British-born Buddhist monk takes pleasure in working for marginalised Indians
Published: 20/01/2012 at 12:00 AM
Newspaper section: Life
Dhammachari Lokamitra has no hobby. But if he was to name one, he would say his hobby and his work is one and the same.
“Ever before ordination [as a Buddhist monk], my dream was to help as many people as possible,” he said matter-of-factly, a gentle smile creasing his face.
Born Jeremy Goody in London in 1947, Lokamitra ordained into the Western Buddhist Order (WBO) in 1974 as a dhammachari and given the name Lokamitra which means “friend of the world”. Under the guidance of his teacher, Sangharakshita, he went to India in 1975 and he has never looked back since.
“Unknowingly, I arrived there on the 21st anniversary of Dr Ambedkar’s momentous conversion to Buddhism with his 500,000 followers, and at the very place where it happened.”
Dr Ambedkar was the founder of India’s “New Buddhism” movement and a national spiritual icon, especially among the disadvantaged. Born in 1891 an “untouchable,” people who are at the bottom rung of the Hindu caste system, he suffered discrimination and social difficulty in youth. Thanks to education under the British rule, however, he became one of the first “untouchables” who completed schooling, and later the first law minister of independent India.
Aiming at improving the situation of the 40,000,000 marginalised “untouchables”, Dr Ambedkar established a new form of Buddhism, which combines Theravada and Mahayana.
“Dr Ambedkar worked hard to improve the external environment for those poor and discriminated. But he knew clearly that external improvement alone was far from enough,” Lokamitra said. Spiritual development is also necessary to create happiness.
Dr Ambedkar passed away only six weeks after his ordination. With 500,000 followers, his funeral was a national event, laying a solid foundation for his followers, firstly Sangharakshita and then Lokamitra, to work on for the “untouchables”.
The former had worked in India for over 20 years before he went back to Britain and passed on the assignment to the latter.
Since his arrival, Lokamitra has been working in India for 32 years, focusing on eliminating illiteracy and reducing the influences of the caste system.
His work includes setting up schools in slums, building training rooms to teach basic Buddhism, dedicating to disaster relief and building friendship between people of different ethnic backgrounds, among many others. Whatever he does, however, he strictly follows the way paved by Dr Ambedkar and his teacher for those marginalised Indians.
Working with poverty, illiteracy, pain and disasters has not left Lokamitra a hard man. Tall and of moderate weight, the bespectacled Lokamitra is gentle, charming and ever optimistic.
“At first we had very limited financial resources and had to lecture in disused railway carriages or veranda of unfinished police stations,” Lokamitra said in a low voice. But he was still smiling as if talking about a pleasant experience or about the work of someone else.
His activities are sponsored by Aid for India and Karuna Trust, both established in London by his teacher Sangharakshita. They remain his major donors for the past three decades, though local donors have also been contributing.
When lecturing in Bangkok recently on his and the Buddhist doctrine of Dr Ambedkar and Sanghakashita, Lokamitra took his audience into the world of the “untouchables” through a series of documentary films.

MATERIAL:
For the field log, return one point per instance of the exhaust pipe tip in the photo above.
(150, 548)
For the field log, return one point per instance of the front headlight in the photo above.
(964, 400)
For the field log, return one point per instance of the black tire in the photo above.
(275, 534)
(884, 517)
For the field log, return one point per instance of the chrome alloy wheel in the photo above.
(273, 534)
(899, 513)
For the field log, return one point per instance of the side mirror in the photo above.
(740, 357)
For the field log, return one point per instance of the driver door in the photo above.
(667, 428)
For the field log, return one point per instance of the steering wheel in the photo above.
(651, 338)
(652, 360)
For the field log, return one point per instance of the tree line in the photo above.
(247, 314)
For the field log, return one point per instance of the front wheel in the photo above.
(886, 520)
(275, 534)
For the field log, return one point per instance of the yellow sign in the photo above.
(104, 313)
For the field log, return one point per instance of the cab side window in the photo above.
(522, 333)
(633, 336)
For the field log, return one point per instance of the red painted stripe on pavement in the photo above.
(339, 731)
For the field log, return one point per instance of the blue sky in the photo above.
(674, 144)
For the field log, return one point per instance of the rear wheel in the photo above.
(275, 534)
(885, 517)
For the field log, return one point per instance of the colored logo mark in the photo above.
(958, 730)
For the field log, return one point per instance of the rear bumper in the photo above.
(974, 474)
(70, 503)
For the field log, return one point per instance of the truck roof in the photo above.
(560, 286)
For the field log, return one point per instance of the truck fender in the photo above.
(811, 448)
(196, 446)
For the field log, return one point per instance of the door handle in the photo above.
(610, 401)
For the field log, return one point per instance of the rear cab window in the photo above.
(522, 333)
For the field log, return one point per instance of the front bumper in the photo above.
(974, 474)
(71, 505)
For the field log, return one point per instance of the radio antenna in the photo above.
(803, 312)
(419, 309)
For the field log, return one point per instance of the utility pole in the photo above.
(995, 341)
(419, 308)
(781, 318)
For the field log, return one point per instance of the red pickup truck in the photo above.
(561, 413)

WORK TO DO:
Write out the part of the article about Lokamitra that opens with "His work includes" and closes with "those marginalised Indians.", substituting "villages" for "slums".

FULL RESPONSE:
His work includes setting up schools in villages, building training rooms to teach basic Buddhism, dedicating to disaster relief and building friendship between people of different ethnic backgrounds, among many others. Whatever he does, however, he strictly follows the way paved by Dr Ambedkar and his teacher for those marginalised Indians.